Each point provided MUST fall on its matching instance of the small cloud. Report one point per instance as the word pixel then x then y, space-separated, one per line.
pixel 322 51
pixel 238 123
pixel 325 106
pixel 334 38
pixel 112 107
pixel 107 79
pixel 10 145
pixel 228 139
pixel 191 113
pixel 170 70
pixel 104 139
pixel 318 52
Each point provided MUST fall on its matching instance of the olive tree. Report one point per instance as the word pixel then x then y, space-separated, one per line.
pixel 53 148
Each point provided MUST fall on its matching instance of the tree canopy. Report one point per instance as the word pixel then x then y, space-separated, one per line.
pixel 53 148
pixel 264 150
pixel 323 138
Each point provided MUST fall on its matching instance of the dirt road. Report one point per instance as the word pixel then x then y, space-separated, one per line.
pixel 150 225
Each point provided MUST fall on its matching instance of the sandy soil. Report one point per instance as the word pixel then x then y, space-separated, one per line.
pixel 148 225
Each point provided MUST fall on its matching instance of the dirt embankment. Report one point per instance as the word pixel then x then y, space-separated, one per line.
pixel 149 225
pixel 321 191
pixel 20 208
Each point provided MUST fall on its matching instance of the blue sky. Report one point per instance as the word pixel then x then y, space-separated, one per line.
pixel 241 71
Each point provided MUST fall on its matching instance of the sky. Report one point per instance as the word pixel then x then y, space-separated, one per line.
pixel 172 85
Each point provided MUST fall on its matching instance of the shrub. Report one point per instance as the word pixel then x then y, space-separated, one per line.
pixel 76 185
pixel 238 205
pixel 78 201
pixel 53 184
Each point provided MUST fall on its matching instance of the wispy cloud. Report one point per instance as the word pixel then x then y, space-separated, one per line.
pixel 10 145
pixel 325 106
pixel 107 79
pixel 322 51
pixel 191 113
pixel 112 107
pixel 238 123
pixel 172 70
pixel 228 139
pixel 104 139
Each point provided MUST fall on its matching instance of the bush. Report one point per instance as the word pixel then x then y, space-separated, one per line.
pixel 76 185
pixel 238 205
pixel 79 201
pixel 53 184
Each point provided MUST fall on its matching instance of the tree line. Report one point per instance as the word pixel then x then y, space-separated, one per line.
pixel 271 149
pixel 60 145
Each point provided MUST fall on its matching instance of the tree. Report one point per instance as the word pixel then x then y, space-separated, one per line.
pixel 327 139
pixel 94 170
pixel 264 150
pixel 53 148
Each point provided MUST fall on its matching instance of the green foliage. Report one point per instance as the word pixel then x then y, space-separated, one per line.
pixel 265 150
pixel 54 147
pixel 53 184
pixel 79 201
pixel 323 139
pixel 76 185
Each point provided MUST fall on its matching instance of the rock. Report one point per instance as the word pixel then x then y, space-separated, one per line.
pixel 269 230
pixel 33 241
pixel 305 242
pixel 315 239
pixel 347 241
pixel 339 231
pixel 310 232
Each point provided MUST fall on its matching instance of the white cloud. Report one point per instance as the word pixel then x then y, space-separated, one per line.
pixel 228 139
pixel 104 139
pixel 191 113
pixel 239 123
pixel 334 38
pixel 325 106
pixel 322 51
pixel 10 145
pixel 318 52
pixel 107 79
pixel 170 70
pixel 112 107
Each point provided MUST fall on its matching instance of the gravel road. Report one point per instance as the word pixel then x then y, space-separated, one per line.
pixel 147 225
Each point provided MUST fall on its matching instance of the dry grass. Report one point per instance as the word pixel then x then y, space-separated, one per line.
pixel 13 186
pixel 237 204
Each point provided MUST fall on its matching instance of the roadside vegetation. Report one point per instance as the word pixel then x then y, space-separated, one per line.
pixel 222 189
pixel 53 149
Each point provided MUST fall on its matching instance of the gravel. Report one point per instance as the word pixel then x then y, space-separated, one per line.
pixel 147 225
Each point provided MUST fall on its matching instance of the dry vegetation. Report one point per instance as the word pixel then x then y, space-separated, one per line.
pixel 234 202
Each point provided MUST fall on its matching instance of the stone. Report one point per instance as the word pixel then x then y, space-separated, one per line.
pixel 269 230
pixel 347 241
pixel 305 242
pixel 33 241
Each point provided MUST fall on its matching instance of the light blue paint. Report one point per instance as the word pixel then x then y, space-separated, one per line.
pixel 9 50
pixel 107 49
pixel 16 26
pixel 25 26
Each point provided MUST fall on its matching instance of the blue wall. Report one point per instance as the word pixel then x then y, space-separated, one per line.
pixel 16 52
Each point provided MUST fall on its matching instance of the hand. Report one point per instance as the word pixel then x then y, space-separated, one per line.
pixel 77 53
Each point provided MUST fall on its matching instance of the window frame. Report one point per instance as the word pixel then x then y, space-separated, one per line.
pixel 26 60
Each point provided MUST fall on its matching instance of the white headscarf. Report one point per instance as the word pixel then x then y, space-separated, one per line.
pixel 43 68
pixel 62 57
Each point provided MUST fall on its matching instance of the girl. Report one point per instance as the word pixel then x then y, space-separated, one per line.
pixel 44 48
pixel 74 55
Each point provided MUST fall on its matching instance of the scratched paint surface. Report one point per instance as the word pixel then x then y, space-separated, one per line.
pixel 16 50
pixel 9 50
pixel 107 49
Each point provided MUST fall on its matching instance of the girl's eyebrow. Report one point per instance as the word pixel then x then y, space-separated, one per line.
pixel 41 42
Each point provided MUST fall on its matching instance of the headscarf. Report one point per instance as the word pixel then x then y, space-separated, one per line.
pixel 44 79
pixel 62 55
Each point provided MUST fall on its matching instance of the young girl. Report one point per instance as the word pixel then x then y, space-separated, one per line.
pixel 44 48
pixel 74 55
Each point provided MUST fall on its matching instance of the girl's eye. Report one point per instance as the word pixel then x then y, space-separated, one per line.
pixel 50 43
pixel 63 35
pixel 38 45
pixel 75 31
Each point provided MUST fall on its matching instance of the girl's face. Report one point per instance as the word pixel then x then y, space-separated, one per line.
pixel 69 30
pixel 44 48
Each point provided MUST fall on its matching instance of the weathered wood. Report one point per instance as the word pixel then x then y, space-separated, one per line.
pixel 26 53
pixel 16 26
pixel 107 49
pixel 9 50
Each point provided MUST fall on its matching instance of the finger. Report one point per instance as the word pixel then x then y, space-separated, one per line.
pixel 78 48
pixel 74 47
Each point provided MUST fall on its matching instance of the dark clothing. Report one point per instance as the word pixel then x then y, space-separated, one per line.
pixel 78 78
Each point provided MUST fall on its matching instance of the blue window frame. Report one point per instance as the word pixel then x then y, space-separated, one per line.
##############################
# Task to complete
Copy, word for word, the stretch of the data from the line containing "of the gravel." through the line containing "pixel 77 53", keeping both of those lines.

# Expected answer
Each point provided MUST fall on its matching instance of the gravel. Report one point per instance as the word pixel then x then y, space-separated, one per line.
pixel 147 225
Each point provided MUST fall on its matching instance of the dry vegetation. Report one point per instance as the word pixel then x then y, space-separated, one per line.
pixel 234 202
Each point provided MUST fall on its matching instance of the stone. Report one point per instance as the word pixel then x then y, space-separated, one per line.
pixel 269 230
pixel 347 241
pixel 305 242
pixel 33 241
Each point provided MUST fall on its matching instance of the light blue paint. Report one point per instance as the word pixel then x then y, space-separated, one per line.
pixel 9 50
pixel 107 49
pixel 16 26
pixel 25 26
Each point provided MUST fall on its matching instance of the blue wall. Report one point per instance as the word pixel then x then y, space-separated, one per line.
pixel 16 52
Each point provided MUST fall on its matching instance of the hand. Report one point per instance as the word pixel then x then y, space-separated, one per line.
pixel 77 53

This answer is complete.